| Task requirements |
Render every line of the items below as a numbered list, omitting any blank lines.

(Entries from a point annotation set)
+ + + +

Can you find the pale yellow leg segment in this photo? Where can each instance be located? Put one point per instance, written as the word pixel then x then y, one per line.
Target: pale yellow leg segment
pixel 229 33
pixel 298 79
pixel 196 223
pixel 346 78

+ + + +

| Task result |
1. Can you find the pale yellow leg segment in this photo? Where can each instance be located? Put one point per instance, written as the word pixel then x then y, one per line.
2. Target: pale yellow leg segment
3. pixel 229 33
4. pixel 298 79
5. pixel 196 223
6. pixel 346 78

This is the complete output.